[start]
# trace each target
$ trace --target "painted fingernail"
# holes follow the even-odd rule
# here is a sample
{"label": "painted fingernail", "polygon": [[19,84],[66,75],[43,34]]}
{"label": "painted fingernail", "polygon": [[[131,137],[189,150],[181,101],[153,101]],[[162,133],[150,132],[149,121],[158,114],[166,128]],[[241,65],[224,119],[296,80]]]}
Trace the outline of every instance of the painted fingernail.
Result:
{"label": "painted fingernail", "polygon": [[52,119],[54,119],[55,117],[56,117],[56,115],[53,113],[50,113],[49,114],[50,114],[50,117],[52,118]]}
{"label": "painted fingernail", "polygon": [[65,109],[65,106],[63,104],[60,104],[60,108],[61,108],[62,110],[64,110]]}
[end]
* **Aim of the task**:
Please copy every line above character for character, leaving nothing out and changing nothing.

* **Written response**:
# trace each target
$ trace --target "painted fingernail"
# holes follow the even-odd rule
# here is a sample
{"label": "painted fingernail", "polygon": [[19,84],[66,75],[43,34]]}
{"label": "painted fingernail", "polygon": [[[131,137],[189,150],[181,101],[153,101]],[[162,133],[150,132],[149,121],[158,114],[166,128]],[[241,65],[224,119],[296,80]]]}
Trace the outline of every instance of the painted fingernail.
Result:
{"label": "painted fingernail", "polygon": [[52,119],[54,119],[55,117],[56,117],[56,115],[53,113],[50,113],[49,114],[50,114],[50,117],[52,118]]}
{"label": "painted fingernail", "polygon": [[65,109],[65,106],[63,104],[60,104],[60,108],[61,108],[62,110],[64,110]]}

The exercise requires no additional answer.